- **What the task asks**
Return every line of the items below that contains the word "help". Case counts.

- **Records for processing**

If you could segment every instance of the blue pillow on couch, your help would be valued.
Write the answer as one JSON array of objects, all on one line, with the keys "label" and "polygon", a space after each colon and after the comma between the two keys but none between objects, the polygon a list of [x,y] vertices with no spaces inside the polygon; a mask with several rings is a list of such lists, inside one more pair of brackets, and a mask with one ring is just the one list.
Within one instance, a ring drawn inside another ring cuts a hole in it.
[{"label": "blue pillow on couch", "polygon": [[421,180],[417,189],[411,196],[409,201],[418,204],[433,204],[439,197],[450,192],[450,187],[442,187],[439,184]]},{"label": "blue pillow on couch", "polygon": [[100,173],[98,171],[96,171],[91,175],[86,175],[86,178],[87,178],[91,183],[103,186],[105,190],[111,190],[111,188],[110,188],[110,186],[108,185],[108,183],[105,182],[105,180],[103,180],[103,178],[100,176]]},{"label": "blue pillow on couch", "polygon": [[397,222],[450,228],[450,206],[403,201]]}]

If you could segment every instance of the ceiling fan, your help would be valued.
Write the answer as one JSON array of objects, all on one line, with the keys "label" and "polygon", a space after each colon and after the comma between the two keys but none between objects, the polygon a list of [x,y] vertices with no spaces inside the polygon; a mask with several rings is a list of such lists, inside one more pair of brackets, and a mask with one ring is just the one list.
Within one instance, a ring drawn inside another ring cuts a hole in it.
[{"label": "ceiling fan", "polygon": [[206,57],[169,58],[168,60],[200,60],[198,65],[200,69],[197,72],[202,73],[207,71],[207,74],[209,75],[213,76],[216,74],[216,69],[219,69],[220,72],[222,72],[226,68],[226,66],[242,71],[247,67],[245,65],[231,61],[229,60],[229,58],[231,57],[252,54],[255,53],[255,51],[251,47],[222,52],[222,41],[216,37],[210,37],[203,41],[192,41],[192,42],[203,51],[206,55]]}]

* * *

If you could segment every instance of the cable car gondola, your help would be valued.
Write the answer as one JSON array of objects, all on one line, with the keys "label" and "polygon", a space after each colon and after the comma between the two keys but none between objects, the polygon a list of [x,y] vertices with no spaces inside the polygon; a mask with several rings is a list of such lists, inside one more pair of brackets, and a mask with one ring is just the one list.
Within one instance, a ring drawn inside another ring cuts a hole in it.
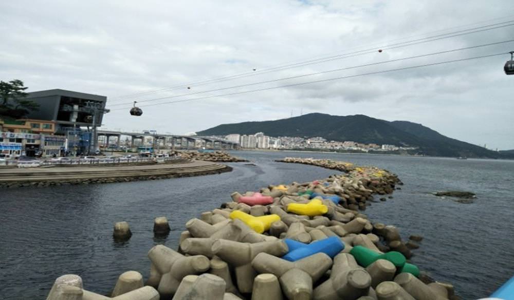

...

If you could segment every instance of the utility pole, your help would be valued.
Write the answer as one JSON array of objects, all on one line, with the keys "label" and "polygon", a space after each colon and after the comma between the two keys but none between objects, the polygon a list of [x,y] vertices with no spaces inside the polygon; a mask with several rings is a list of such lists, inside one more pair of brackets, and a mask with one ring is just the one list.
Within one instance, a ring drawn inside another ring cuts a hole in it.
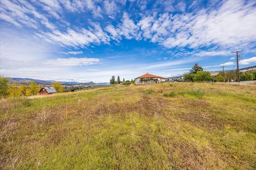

- **In response**
If you could segment every instance of the blue pillow on couch, your help would be valued.
If you could segment every instance of the ceiling fan, your help would be valued.
If you could segment every instance of the cable car gondola, your help would be valued.
If you could segment every instance of the utility pole, your help would be valued.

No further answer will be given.